[A run of records]
= = = =

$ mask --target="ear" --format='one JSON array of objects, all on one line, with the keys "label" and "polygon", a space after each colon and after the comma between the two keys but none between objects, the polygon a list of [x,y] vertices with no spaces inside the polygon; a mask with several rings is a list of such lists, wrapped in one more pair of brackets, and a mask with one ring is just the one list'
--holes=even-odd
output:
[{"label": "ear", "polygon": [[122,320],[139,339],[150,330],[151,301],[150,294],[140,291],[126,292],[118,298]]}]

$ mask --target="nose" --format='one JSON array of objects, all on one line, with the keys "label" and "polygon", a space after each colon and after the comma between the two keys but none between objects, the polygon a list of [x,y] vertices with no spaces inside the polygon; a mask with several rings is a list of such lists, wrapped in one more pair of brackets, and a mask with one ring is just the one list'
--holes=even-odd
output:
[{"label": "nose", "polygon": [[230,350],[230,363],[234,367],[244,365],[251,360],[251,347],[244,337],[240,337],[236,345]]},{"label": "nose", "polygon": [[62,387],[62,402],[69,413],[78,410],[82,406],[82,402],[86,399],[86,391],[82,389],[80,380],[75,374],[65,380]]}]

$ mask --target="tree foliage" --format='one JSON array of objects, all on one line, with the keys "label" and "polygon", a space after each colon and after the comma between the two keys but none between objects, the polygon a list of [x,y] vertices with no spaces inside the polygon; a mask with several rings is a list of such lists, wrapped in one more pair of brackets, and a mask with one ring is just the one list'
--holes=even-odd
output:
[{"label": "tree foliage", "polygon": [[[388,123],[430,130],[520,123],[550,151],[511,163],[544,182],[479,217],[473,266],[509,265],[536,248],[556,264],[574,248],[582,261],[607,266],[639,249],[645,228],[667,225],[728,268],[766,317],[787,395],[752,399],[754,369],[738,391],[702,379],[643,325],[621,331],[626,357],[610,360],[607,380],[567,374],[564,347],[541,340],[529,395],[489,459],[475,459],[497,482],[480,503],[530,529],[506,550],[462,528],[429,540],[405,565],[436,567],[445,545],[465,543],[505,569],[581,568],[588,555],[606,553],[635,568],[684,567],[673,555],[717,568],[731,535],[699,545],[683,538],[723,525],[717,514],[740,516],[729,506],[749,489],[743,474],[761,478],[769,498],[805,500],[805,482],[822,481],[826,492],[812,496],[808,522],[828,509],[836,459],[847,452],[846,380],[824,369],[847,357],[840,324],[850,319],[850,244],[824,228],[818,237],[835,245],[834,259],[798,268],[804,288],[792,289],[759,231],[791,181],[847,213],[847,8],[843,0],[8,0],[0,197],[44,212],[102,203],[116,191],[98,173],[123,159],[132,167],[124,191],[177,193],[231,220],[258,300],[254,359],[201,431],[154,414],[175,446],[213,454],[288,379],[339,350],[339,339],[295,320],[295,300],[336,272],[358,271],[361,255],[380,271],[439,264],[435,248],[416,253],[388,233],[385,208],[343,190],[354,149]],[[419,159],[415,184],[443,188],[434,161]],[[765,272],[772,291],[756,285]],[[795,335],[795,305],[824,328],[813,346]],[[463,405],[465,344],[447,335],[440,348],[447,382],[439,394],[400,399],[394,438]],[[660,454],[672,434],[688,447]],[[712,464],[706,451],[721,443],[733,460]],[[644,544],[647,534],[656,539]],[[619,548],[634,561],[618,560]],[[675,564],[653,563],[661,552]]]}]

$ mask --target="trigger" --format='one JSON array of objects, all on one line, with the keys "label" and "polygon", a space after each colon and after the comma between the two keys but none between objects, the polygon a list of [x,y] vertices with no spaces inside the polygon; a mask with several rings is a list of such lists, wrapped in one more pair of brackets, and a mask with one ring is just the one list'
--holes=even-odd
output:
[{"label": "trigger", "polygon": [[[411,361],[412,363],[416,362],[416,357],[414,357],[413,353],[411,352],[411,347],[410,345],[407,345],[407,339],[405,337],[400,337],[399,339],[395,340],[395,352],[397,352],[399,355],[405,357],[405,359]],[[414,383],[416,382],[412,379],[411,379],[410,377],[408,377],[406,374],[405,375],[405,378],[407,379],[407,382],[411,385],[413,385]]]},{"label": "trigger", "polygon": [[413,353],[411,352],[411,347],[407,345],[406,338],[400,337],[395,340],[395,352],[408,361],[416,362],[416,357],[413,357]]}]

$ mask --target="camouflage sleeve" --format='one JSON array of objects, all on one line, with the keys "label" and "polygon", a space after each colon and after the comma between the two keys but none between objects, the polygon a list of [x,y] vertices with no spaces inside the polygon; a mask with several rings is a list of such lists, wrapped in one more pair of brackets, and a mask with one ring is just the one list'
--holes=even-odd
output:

= = = =

YOUR INSTRUCTIONS:
Reproduce the data in its entirety, matching each character.

THE OUTPUT:
$ mask --target="ear" --format='one JSON array of objects, all on one line, with the keys "label" and "polygon", a space after each colon and after the comma between the two keys but none between objects, the polygon a list of [x,y] vertices with no spaces inside the polygon; a mask with several rings is a list of such lists, wrapped in one more pair of brackets, and a mask with one ring is just the one list'
--holes=even-odd
output:
[{"label": "ear", "polygon": [[122,320],[139,339],[150,330],[151,301],[150,294],[140,291],[126,292],[118,298]]}]

$ mask --target="nose" --format='one JSON array of objects, all on one line, with the keys "label" and "polygon", a space after each colon and after the comma between the two keys but none between objects, the polygon a list of [x,y] vertices with no spaces inside the polygon; a mask with several rings is a list of such lists, wrapped in one more pair of brackets, and a mask with one ring is just the one list'
--holes=even-odd
output:
[{"label": "nose", "polygon": [[230,350],[230,363],[234,367],[244,365],[251,360],[251,347],[244,337],[240,337],[236,345]]},{"label": "nose", "polygon": [[62,387],[62,402],[69,413],[78,410],[82,406],[82,402],[86,399],[86,391],[82,389],[80,380],[75,374],[65,380]]}]

$ mask --target="tree foliage" --format='one JSON array of objects, all on one line, with the keys "label" and "polygon", a space after each colon and after the comma between the two keys but none between objects, the polygon a list of [x,y] vertices with no spaces inside the polygon; a mask with several rings is a list of such lists, wrapped in one more pair of brackets, and a mask with one ring is just the one list'
--holes=even-odd
output:
[{"label": "tree foliage", "polygon": [[[388,123],[430,130],[520,123],[550,151],[511,163],[544,182],[479,217],[473,266],[509,265],[536,248],[556,264],[574,248],[582,261],[607,266],[639,249],[645,228],[667,225],[728,268],[766,317],[787,395],[752,399],[754,369],[738,391],[702,379],[643,325],[621,331],[626,357],[610,360],[607,380],[567,374],[564,347],[541,340],[529,395],[489,459],[475,459],[497,482],[480,503],[530,529],[506,550],[462,528],[429,540],[405,565],[436,567],[445,545],[465,543],[505,569],[581,568],[588,555],[606,553],[635,568],[684,567],[673,555],[717,568],[731,535],[699,545],[683,538],[723,525],[717,514],[740,516],[729,506],[749,489],[743,474],[761,478],[769,498],[805,500],[805,482],[822,481],[826,492],[812,496],[808,522],[828,509],[836,459],[847,452],[846,380],[824,369],[847,357],[840,324],[850,319],[850,244],[824,228],[818,237],[835,245],[834,259],[798,268],[804,288],[792,289],[759,231],[791,181],[847,213],[847,8],[843,0],[8,0],[0,197],[44,212],[102,203],[116,191],[98,173],[123,159],[132,167],[124,191],[177,193],[231,220],[258,300],[254,359],[201,431],[154,414],[175,446],[213,454],[288,379],[339,350],[339,339],[295,320],[295,300],[336,272],[358,271],[361,255],[380,271],[439,264],[435,248],[416,253],[388,233],[385,208],[343,190],[354,149]],[[419,159],[415,184],[443,188],[434,161]],[[765,272],[772,291],[756,285]],[[795,335],[795,305],[824,328],[813,346]],[[463,405],[465,344],[447,335],[440,348],[447,382],[439,394],[400,399],[394,438]],[[660,454],[672,434],[688,447]],[[712,464],[706,451],[721,443],[733,460]],[[644,544],[647,534],[656,539]],[[619,548],[634,561],[618,560]],[[675,564],[653,563],[661,552]]]}]

$ mask --target="trigger" --format='one JSON array of objects, all on one line, with the keys "label" and "polygon", a space after each colon and after the comma between the two keys but none between objects, the polygon a list of [x,y] vertices with no spaces inside the polygon; a mask with several rings is a list of such lists, wrapped in one more pair of brackets, and a mask with one ring is just the one list'
--holes=even-odd
output:
[{"label": "trigger", "polygon": [[[411,361],[412,363],[416,362],[416,357],[414,357],[413,353],[411,352],[411,347],[410,345],[407,345],[407,339],[405,337],[400,337],[399,339],[395,340],[395,352],[397,352],[399,355],[405,357],[405,359]],[[414,383],[416,382],[412,379],[411,379],[410,377],[408,377],[406,374],[405,375],[405,378],[407,379],[407,382],[411,385],[413,385]]]},{"label": "trigger", "polygon": [[413,353],[411,352],[411,347],[407,345],[406,338],[400,337],[395,340],[395,352],[408,361],[416,362],[416,357],[413,357]]}]

$ mask --target="camouflage sleeve" --format='one JSON array of objects, all on one line, with the keys "label" and "polygon", a space after each colon and after the comma between the two keys but none between objects, the polygon a list of [x,y] vertices with no spaces inside the polygon; a mask with several rings is a list of such lists, wrapped in one more pair of brackets, and a mask with one ring is just the one list'
--holes=even-odd
output:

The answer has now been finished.